Copy the passage about Karpoori Thakur exactly, from "It was, in fact, under" up to and including "decisive voting bloc.".

▶ **SELECTED EXTRACT**:
++++
In short, everyone wants a piece of Karpoori.
Symbolism over numbers
The irony is that Thakur himself came from a community too numerically insignificant to form a vote bank. The Nais, or barbers, constitute just over 1.6% of Bihar’s population. Yet his political afterlife has grown far beyond that statistic.
"In Bihar, symbolism goes farther than mere numbers," Chandra says. "Thakur’s appeal transcended his own sub-caste. He came to represent a politics of dignity for all backward classes, especially the Extremely Backward Castes (EBC)."
It was, in fact, under Thakur’s government in the late 1970s that the crucial distinction between OBCs and EBCs was institutionalised, a policy that continues to shape Bihar’s electoral calculus today. EBCs, estimated at around 36% of the state’s population, are now considered the most decisive voting bloc.
By invoking Thakur, both alliances are hoping to tap into that moral and emotional reservoir. The NDA projects him as an inclusive figure in its Hindu OBC outreach, while the Mahagathbandhan paints him as the ideological ancestor of their Lohiaite socialism.
As Chandra puts it, "His own community matters less than the broad social coalition he came to embody."
Between dignity and development
Yet nostalgia alone doesn't win elections. Bihar today is a far cry from the Bihar of Thakur's era. Migration, unemployment, and the decay of public education dominate the concerns of young voters.
So, does invoking Thakur resonate beyond rhetoric?
++++
Collected data entries
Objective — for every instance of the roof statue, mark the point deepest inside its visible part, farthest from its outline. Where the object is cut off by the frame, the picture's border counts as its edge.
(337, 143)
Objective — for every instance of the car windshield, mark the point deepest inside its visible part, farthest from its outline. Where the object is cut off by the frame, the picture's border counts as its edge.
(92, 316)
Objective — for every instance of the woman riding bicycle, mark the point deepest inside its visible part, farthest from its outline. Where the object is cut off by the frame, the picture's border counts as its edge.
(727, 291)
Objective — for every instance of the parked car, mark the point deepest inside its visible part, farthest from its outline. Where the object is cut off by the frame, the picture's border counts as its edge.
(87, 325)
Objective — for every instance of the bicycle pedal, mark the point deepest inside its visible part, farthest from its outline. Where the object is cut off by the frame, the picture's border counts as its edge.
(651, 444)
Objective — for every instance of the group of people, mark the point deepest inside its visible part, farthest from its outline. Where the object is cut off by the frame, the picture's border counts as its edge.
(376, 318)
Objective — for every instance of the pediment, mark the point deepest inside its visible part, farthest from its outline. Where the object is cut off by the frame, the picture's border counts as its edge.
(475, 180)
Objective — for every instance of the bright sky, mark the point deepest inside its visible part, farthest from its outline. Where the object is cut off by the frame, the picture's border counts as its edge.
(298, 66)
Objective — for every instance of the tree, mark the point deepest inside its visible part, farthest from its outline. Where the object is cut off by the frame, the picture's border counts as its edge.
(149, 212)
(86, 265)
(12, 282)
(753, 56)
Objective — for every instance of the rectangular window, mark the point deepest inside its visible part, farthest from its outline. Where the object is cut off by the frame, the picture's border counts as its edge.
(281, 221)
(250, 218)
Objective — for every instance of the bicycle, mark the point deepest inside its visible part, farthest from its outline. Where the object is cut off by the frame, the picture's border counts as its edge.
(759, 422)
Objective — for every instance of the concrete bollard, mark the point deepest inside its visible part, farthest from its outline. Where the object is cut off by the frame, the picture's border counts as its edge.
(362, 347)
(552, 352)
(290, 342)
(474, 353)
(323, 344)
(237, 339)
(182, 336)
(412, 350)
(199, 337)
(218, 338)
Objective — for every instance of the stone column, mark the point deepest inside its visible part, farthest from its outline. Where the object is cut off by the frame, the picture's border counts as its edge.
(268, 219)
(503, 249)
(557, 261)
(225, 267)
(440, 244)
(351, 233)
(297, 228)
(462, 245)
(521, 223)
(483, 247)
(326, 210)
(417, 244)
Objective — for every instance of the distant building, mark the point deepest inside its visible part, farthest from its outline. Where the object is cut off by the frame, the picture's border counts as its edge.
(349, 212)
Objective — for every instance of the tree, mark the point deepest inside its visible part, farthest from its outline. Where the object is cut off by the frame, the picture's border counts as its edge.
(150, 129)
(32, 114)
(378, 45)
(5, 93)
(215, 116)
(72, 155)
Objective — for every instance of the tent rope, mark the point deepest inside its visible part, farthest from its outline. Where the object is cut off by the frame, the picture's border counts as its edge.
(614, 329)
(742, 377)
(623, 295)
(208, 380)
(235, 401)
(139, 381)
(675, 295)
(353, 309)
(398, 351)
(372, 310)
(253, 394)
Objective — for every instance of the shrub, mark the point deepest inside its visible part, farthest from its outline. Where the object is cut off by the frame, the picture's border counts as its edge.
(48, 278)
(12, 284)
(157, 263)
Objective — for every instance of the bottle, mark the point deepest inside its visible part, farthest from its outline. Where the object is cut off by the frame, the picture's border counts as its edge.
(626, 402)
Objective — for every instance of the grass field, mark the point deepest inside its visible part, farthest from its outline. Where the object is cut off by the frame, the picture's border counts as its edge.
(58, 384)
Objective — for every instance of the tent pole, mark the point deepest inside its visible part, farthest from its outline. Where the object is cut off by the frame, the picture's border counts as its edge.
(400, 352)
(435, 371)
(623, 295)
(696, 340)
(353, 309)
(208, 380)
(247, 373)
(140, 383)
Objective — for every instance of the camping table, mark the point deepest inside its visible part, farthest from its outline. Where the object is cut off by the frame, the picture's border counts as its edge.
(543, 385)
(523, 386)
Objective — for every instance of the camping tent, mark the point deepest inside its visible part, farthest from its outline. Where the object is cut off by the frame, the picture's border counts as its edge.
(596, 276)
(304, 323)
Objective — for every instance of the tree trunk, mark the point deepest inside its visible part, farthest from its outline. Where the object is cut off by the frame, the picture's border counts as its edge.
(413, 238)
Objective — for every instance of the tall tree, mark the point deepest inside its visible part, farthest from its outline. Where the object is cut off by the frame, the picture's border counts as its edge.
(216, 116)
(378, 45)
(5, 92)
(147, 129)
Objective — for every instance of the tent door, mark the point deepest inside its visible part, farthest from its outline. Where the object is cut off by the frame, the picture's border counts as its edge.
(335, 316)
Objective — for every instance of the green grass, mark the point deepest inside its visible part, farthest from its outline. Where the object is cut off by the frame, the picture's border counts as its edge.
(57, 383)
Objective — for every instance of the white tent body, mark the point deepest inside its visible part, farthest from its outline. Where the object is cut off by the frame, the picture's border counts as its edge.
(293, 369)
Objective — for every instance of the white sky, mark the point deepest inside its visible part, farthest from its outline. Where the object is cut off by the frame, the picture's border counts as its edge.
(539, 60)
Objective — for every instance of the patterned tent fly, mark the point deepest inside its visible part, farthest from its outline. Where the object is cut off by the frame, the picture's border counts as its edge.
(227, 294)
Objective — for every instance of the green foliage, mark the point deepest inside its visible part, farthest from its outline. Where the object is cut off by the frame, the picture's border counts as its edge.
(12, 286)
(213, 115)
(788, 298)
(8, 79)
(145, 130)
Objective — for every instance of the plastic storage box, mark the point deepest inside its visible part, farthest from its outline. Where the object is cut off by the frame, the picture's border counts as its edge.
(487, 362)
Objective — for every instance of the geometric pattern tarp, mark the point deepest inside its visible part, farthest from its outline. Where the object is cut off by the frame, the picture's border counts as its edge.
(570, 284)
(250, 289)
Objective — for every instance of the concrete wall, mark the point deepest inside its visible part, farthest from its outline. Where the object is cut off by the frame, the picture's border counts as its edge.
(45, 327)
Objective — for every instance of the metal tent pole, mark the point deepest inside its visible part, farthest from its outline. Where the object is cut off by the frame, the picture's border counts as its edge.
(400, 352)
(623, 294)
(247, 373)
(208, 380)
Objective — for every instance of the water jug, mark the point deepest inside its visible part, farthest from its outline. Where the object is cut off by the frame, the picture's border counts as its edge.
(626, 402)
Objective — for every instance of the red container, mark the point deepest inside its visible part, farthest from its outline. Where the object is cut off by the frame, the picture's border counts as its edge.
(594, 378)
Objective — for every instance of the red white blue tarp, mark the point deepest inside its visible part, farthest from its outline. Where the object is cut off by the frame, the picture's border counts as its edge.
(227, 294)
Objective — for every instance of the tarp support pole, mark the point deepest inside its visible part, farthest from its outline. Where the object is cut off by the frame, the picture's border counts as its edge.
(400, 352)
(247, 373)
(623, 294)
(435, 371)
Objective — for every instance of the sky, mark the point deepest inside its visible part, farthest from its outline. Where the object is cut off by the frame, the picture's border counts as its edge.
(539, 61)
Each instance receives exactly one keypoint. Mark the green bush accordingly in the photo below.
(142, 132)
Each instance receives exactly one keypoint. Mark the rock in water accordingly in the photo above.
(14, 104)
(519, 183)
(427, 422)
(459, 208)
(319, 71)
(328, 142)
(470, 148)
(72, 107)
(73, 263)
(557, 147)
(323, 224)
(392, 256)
++++
▶ **TASK RESPONSE**:
It was, in fact, under Thakur’s government in the late 1970s that the crucial distinction between OBCs and EBCs was institutionalised, a policy that continues to shape Bihar’s electoral calculus today. EBCs, estimated at around 36% of the state’s population, are now considered the most decisive voting bloc.